> **PROBLEM DETAILS**: Starting at the line that contains "Where can the green forest", quote each line exactly through the last line of the entries, both included.

> **ENTRIES SUPPLIED**:
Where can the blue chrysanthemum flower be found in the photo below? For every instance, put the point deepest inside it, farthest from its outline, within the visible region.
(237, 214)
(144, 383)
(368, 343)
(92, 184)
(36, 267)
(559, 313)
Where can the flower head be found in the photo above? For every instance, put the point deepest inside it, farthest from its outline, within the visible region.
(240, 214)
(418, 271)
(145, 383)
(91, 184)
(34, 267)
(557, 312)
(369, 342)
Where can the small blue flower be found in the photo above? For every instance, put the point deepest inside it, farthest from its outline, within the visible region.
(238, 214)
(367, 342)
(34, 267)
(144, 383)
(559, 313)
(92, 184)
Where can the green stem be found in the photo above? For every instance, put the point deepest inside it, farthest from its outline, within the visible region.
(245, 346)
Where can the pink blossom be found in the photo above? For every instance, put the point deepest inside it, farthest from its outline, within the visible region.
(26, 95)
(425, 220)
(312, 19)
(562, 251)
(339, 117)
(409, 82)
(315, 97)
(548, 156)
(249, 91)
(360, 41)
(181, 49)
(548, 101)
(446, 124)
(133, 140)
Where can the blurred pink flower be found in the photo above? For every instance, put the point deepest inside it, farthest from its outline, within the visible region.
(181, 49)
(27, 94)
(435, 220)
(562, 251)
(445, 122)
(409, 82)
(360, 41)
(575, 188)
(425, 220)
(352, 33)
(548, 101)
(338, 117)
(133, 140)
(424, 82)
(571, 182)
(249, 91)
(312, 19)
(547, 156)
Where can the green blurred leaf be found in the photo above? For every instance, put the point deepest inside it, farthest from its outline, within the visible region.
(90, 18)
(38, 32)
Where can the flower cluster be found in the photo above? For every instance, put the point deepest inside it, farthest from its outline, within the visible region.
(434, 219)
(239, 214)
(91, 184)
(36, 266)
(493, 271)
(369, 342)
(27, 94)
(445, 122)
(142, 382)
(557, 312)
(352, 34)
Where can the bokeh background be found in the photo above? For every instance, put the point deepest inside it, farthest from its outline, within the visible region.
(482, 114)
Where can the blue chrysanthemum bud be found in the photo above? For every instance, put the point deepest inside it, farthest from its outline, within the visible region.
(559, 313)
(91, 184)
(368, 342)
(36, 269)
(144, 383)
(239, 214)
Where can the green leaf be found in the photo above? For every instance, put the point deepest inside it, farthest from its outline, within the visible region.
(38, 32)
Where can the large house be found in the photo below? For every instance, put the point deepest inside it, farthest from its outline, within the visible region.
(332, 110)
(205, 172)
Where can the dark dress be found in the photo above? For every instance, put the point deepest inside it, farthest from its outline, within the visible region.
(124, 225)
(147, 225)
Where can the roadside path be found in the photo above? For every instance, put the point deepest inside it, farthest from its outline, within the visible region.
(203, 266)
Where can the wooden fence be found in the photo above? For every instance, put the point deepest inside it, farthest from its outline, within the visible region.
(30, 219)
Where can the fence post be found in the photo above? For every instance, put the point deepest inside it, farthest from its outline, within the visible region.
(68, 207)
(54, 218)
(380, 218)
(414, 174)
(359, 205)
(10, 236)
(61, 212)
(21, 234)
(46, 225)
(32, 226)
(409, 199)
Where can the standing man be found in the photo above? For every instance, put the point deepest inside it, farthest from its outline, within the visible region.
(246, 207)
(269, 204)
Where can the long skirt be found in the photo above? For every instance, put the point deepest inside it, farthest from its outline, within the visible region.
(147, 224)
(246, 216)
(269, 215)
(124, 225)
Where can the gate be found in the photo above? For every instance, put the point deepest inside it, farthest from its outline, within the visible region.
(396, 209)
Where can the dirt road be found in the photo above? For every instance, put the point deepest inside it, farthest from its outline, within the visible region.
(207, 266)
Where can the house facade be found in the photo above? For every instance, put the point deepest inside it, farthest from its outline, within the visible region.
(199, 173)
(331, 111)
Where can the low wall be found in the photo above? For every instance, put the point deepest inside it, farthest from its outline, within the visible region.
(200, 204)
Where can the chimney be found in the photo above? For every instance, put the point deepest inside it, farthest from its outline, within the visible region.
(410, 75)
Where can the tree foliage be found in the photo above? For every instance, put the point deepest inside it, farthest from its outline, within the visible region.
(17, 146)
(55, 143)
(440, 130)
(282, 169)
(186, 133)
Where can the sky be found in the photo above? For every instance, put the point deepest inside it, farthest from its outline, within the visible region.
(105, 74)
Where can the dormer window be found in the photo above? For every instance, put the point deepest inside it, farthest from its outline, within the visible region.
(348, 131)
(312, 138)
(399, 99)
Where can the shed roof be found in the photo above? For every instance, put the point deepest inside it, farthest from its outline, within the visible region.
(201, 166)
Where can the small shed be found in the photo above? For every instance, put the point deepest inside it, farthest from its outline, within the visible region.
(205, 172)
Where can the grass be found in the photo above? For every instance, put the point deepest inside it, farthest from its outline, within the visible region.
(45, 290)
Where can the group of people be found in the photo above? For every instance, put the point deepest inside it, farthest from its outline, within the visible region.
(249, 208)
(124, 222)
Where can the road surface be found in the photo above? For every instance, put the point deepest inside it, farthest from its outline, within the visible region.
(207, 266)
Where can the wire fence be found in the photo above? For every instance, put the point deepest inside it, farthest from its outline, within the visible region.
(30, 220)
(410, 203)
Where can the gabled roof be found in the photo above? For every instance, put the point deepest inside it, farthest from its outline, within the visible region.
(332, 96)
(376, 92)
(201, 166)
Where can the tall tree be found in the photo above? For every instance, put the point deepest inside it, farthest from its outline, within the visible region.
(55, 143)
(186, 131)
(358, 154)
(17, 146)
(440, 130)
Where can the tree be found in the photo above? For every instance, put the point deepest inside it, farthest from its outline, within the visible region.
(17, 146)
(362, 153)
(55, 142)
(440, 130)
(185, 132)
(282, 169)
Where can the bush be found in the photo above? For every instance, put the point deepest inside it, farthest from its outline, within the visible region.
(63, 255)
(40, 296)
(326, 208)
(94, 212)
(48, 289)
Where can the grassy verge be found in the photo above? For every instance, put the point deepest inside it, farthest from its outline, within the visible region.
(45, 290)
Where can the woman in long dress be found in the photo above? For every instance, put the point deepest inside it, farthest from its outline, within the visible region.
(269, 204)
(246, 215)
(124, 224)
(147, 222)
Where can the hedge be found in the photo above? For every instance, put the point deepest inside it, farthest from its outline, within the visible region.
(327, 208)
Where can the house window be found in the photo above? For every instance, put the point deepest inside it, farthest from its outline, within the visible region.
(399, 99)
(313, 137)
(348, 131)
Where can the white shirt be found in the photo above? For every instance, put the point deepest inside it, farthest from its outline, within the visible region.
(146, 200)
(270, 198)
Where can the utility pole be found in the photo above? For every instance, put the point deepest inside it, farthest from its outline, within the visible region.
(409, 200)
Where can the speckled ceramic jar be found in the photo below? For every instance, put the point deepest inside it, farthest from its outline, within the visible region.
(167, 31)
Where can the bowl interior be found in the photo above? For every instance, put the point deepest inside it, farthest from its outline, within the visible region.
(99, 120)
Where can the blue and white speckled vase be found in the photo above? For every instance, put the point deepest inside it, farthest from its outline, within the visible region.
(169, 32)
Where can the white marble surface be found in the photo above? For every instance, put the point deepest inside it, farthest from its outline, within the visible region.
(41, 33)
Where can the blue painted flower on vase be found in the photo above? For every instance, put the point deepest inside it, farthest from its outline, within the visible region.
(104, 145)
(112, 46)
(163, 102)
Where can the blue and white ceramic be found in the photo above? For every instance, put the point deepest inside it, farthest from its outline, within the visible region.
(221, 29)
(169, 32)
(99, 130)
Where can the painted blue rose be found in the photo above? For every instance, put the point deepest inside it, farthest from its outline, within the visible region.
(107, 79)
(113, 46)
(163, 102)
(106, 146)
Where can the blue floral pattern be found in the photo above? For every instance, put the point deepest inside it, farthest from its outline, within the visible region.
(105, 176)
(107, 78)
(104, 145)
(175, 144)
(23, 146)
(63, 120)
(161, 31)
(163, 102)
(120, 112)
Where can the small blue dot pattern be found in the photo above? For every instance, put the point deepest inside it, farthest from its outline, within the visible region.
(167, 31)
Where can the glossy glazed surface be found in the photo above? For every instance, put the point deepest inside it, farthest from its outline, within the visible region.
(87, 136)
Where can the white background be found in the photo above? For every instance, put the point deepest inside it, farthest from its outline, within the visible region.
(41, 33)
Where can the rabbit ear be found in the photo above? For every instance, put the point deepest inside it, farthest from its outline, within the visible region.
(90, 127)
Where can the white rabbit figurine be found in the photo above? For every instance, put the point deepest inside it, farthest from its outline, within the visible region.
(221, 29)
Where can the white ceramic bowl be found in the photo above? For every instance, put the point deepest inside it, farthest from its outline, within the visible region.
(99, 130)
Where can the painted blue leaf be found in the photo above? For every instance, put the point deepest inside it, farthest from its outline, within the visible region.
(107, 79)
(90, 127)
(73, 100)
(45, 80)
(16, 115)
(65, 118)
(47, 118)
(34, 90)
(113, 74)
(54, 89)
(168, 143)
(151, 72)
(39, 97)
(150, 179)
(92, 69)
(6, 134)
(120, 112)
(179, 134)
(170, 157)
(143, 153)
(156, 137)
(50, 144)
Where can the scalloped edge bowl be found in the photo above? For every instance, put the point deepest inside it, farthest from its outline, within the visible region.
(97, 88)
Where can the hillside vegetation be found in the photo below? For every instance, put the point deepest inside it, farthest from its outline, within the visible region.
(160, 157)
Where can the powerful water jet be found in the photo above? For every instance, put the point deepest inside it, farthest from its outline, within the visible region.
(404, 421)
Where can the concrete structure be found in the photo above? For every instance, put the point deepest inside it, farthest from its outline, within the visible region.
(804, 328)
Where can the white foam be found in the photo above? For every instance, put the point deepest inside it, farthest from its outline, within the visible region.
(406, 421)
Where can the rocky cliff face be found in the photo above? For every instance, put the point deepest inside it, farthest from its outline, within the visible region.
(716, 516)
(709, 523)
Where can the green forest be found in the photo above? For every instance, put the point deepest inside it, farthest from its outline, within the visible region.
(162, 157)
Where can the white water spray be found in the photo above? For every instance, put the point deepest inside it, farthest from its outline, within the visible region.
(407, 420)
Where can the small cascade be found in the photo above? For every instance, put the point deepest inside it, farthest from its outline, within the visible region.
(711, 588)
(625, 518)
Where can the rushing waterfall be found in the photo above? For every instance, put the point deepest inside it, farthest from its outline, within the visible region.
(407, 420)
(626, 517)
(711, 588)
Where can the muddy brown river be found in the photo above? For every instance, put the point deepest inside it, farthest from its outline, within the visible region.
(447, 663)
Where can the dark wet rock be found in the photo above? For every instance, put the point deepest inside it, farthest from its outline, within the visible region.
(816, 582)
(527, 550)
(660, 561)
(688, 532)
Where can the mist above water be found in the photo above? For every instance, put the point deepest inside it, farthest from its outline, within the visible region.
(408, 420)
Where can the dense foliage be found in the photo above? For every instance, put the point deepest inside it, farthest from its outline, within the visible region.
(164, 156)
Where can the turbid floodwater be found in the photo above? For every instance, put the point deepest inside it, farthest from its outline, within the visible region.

> **RESULT OF THE EXERCISE**:
Where can the green forest be found in the photo above? For every instance, put the point deepest inside it, farthest from its outline, within the visible region.
(162, 157)
Where can the white water spray be found in the photo above? For every instance, put the point deepest inside it, farthest from its outline, within the visible region.
(407, 420)
Where can the small cascade be found in the photo above? For every instance, put the point deepest inside it, farthest from its outline, within the visible region.
(711, 588)
(625, 518)
Where can the rushing waterfall be found in the photo above? For every instance, put the point deepest inside it, farthest from its outline, within the visible region.
(407, 420)
(626, 517)
(711, 588)
Where can the muddy brown river be found in the photo above? For every instance, put the point deepest inside it, farthest from its outline, within the visible region.
(447, 663)
Where can the dark wet rock be found in the photo above? For every instance, put the point deepest inside it, farthest from its outline, within the visible region.
(816, 582)
(527, 550)
(660, 561)
(688, 532)
Where can the mist above water be found in the photo above? For every instance, put the point deepest inside it, farthest from its outline, within the visible region.
(408, 420)
Where can the dense foliage be found in the photo above? For every instance, put the point deepest inside it, farthest from its outline, within the visible region.
(164, 156)
Where can the turbid floodwater be found in the photo above? For every instance, put the point deepest inside it, farthest from its outline, within the visible region.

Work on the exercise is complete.